◆ EXERCISE PROMPT
Repeat all of the data word for word so that only the pictures are missing from the copy.

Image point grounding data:

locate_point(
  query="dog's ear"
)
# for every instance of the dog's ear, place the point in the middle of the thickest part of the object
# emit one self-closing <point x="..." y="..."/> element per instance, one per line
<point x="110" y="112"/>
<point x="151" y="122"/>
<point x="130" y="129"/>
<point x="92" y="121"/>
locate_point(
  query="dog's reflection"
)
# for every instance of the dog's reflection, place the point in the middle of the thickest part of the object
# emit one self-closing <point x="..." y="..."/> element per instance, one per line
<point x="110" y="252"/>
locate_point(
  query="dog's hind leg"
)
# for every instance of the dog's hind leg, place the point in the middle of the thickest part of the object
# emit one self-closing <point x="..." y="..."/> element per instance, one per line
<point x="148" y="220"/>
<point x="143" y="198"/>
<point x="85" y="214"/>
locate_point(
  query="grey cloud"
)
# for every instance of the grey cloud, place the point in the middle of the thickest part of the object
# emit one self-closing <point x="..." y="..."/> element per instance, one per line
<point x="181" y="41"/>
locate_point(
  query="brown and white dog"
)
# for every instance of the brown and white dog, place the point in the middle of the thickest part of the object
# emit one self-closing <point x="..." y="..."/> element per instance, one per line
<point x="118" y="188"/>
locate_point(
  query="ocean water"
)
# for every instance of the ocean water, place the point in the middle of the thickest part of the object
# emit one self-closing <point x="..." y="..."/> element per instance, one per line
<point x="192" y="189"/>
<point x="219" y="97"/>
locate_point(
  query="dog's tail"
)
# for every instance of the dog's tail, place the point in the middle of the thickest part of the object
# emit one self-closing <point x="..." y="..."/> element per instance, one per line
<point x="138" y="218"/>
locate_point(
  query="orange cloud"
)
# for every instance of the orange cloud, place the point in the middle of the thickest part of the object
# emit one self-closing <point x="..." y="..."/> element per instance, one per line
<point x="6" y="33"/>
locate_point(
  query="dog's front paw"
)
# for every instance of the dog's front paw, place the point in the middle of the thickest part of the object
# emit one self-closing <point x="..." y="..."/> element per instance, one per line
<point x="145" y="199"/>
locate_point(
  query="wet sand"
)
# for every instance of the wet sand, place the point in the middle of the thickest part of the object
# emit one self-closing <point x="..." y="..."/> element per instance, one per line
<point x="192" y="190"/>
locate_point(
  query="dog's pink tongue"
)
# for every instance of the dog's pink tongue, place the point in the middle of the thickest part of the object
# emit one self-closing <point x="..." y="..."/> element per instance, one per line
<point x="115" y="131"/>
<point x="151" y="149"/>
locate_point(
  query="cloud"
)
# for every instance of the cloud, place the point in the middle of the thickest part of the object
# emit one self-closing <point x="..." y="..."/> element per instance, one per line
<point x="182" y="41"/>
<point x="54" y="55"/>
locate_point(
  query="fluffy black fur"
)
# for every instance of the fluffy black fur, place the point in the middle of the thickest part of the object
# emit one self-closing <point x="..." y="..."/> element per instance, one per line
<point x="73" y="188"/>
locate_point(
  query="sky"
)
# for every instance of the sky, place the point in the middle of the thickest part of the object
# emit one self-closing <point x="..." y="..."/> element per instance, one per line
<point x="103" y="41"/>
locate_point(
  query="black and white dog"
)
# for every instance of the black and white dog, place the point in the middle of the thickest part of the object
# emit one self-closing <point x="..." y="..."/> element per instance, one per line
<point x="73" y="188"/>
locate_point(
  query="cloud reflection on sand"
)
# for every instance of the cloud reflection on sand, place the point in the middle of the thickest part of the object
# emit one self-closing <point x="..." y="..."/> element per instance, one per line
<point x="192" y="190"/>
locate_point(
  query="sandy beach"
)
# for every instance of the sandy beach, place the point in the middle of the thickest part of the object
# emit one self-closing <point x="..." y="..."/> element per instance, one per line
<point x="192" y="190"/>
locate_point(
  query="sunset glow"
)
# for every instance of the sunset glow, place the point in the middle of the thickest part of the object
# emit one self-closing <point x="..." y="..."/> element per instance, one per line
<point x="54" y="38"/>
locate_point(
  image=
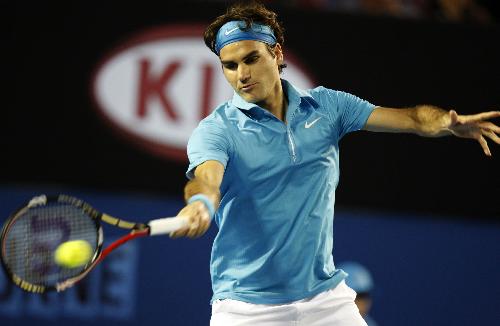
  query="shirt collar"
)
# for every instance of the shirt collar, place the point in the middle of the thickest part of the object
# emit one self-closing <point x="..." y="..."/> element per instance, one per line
<point x="295" y="96"/>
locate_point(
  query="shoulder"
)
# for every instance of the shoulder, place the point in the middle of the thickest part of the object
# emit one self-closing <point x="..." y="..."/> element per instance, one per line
<point x="219" y="117"/>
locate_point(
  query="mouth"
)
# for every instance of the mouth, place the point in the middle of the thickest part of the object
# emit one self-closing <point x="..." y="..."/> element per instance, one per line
<point x="248" y="87"/>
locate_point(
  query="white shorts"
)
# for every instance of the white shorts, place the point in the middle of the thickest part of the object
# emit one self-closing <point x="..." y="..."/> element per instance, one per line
<point x="333" y="307"/>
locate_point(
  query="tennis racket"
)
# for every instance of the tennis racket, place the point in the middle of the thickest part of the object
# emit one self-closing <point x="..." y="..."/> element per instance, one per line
<point x="31" y="235"/>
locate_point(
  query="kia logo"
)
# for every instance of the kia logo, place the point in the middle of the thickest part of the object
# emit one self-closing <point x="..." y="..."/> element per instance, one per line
<point x="156" y="87"/>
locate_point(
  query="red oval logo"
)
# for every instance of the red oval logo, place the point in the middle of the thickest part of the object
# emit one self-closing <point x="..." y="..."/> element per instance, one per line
<point x="156" y="87"/>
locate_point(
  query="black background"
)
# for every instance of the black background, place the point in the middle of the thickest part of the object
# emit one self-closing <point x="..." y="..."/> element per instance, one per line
<point x="51" y="135"/>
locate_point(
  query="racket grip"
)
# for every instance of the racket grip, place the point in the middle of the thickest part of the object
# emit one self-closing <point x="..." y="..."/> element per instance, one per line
<point x="166" y="225"/>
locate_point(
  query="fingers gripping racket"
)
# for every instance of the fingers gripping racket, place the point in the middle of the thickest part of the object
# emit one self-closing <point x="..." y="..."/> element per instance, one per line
<point x="31" y="236"/>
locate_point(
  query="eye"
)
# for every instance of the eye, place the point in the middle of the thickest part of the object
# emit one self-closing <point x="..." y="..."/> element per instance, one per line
<point x="252" y="59"/>
<point x="230" y="66"/>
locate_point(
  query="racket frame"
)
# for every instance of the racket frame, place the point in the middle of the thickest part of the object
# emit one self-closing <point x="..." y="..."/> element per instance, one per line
<point x="138" y="230"/>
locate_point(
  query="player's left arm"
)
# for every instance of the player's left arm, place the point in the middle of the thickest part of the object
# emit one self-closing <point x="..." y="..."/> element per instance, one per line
<point x="431" y="121"/>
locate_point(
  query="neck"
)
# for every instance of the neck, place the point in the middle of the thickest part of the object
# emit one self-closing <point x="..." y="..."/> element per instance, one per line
<point x="277" y="103"/>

◆ OUTPUT BELOW
locate_point(
  query="dog's ear"
)
# for every instance of the dog's ear, place the point in the middle of the thickest part of the object
# emit one self-closing <point x="..." y="..."/> element per instance, one per line
<point x="110" y="112"/>
<point x="151" y="122"/>
<point x="130" y="129"/>
<point x="92" y="121"/>
locate_point(
  query="dog's reflection"
)
# for every instance of the dog's reflection, place the point in the middle of the thickest part of the object
# emit one self-closing <point x="..." y="..."/> element per instance, one per line
<point x="110" y="252"/>
locate_point(
  query="dog's hind leg"
)
# for every instance of the dog's hind leg, place the point in the middle of the thickest part of the object
# emit one self-closing <point x="..." y="..."/> element per instance, one per line
<point x="148" y="220"/>
<point x="143" y="198"/>
<point x="85" y="214"/>
locate_point(
  query="grey cloud"
)
# for every instance of the grey cloud, place the point in the middle of the thickest part of the object
# emit one self-closing <point x="..." y="..."/> element per instance, one per line
<point x="181" y="41"/>
locate_point(
  query="brown and white dog"
)
# for every instance of the brown and white dog, place the point in the middle of the thickest part of the object
# emit one self-closing <point x="..." y="..."/> element per instance, one per line
<point x="118" y="188"/>
locate_point(
  query="ocean water"
)
# for every instance of the ocean water, place the point in the middle of the thickest part of the object
# emit one self-closing <point x="..." y="..."/> element per instance, one per line
<point x="192" y="189"/>
<point x="219" y="97"/>
locate_point(
  query="dog's tail"
)
# for every instance of the dog's tail, place the point in the middle of the thickest part of the object
# emit one self-closing <point x="..." y="..."/> element per instance, one per line
<point x="138" y="218"/>
locate_point(
  query="orange cloud"
)
# for every instance of the orange cloud, place the point in the middle of the thickest part of the object
# emit one self-closing <point x="..." y="..."/> element per instance, one per line
<point x="6" y="33"/>
locate_point(
  query="dog's front paw"
)
# for every instance of the dog's front paw, place the point in the middle of the thickest part of the object
# emit one self-closing <point x="..." y="..."/> element per instance, one per line
<point x="145" y="199"/>
locate_point(
  query="wet sand"
)
# for every instance of the wet sand, place the point in the middle of the thickest part of the object
# emit one self-closing <point x="..." y="..."/> element per instance, one per line
<point x="192" y="190"/>
locate_point(
  query="dog's pink tongue"
)
# for every instance of the dog's pink tongue, place the point in the middle of the thickest part of the object
# emit one self-closing <point x="..." y="..."/> element per instance, one per line
<point x="115" y="131"/>
<point x="151" y="149"/>
locate_point(
  query="cloud"
)
# for every instance of the cloud, place the point in the middle of the thickest part of the object
# emit one self-closing <point x="..." y="..."/> element per instance, one per line
<point x="182" y="41"/>
<point x="54" y="55"/>
locate_point(
  query="fluffy black fur"
)
# for every instance of the fluffy black fur, place the point in the middle of the thickest part of the object
# emit one self-closing <point x="..." y="..."/> element per instance, one per line
<point x="73" y="188"/>
locate_point(
  query="sky"
)
# for every instance of the sky, place the point in the middle of the thickest part of the object
# emit one self-closing <point x="..." y="..."/> element per instance, one per line
<point x="103" y="41"/>
locate_point(
  query="black and white dog"
)
# for every instance of the black and white dog, place the point in the middle of the thickest part of the object
# emit one self-closing <point x="..." y="..."/> element per instance, one per line
<point x="73" y="188"/>
locate_point(
  query="cloud reflection on sand"
)
# for every instance of the cloud reflection on sand, place the point in the middle of the thickest part of the object
# emit one self-closing <point x="..." y="..."/> element per instance, one per line
<point x="192" y="190"/>
locate_point(
  query="sandy beach"
)
# for every instance of the sandy beach, place the point in the middle of the thickest part of the object
# emit one self-closing <point x="..." y="..."/> element per instance, one per line
<point x="192" y="190"/>
locate_point(
  query="sunset glow"
)
# for every instance of the sunset glow, place the point in the middle of the thickest part of the object
# emit one self-closing <point x="..." y="..."/> element per instance, one per line
<point x="54" y="38"/>
locate_point(
  image=
  query="shirt collar"
)
# for every instance of the shirt collar, place the point in the middle of the thickest part of the object
# emit one self-closing <point x="..." y="..."/> element per instance, one per line
<point x="295" y="96"/>
locate_point(
  query="shoulder"
)
# for every instance of the shoulder, place the point in the middle of the thickest part of the object
# emit one self-closing <point x="..." y="..."/> element per instance, one per line
<point x="219" y="117"/>
locate_point(
  query="mouth"
)
# for every instance of the mouth, place the point in the middle of the thickest part of the object
# emit one self-closing <point x="..." y="..."/> element per instance, one per line
<point x="248" y="87"/>
locate_point(
  query="white shorts"
)
# for every instance of the white shorts, place the point in the middle of the thickest part of the object
# emit one self-closing <point x="..." y="..."/> element per instance, one per line
<point x="333" y="307"/>
locate_point(
  query="tennis racket"
)
# for every instance of the tennis racket, place the point in the middle of the thickest part of the object
# emit one self-closing <point x="..." y="..."/> element per instance, one per line
<point x="31" y="235"/>
locate_point(
  query="kia logo"
)
# for every instance of the kia logo, place the point in the middle of the thickest part of the object
# emit one self-closing <point x="..." y="..."/> element per instance, one per line
<point x="156" y="87"/>
locate_point(
  query="red oval logo"
)
# for every instance of the red oval logo, place the point in the middle of the thickest part of the object
# emit one self-closing <point x="..." y="..."/> element per instance, one per line
<point x="156" y="87"/>
locate_point(
  query="black background"
)
# for every instance of the black background, place the point in the middle of the thickest part of the object
# emit one self-closing <point x="..." y="..."/> element per instance, one per line
<point x="51" y="135"/>
locate_point(
  query="racket grip"
)
# for every instance of the racket grip, place the point in the middle of the thickest part of the object
# emit one self-closing <point x="..." y="..."/> element per instance, one per line
<point x="166" y="225"/>
locate_point(
  query="fingers gripping racket"
)
# for every instance of the fingers gripping racket, place the point in the middle of the thickest part of the object
# emit one self-closing <point x="..." y="..."/> element per instance, one per line
<point x="31" y="236"/>
locate_point(
  query="eye"
)
# for every instance of the eye, place the point in the middle of the thickest part of the object
# emit one self-closing <point x="..." y="..."/> element per instance, one per line
<point x="252" y="59"/>
<point x="230" y="66"/>
locate_point(
  query="racket frame"
)
# for every instance of the racket frame, place the point in the middle of the thickest part of the object
# emit one self-closing <point x="..." y="..."/> element per instance, one per line
<point x="138" y="230"/>
locate_point(
  query="player's left arm"
)
# for every instance of the player's left arm, place the point in the middle of the thickest part of the object
# emit one self-closing <point x="..." y="..."/> element per instance, one per line
<point x="431" y="121"/>
locate_point(
  query="neck"
)
# for every instance of the neck, place the point in the middle of the thickest part of the object
# emit one self-closing <point x="..." y="..."/> element per instance, one per line
<point x="277" y="103"/>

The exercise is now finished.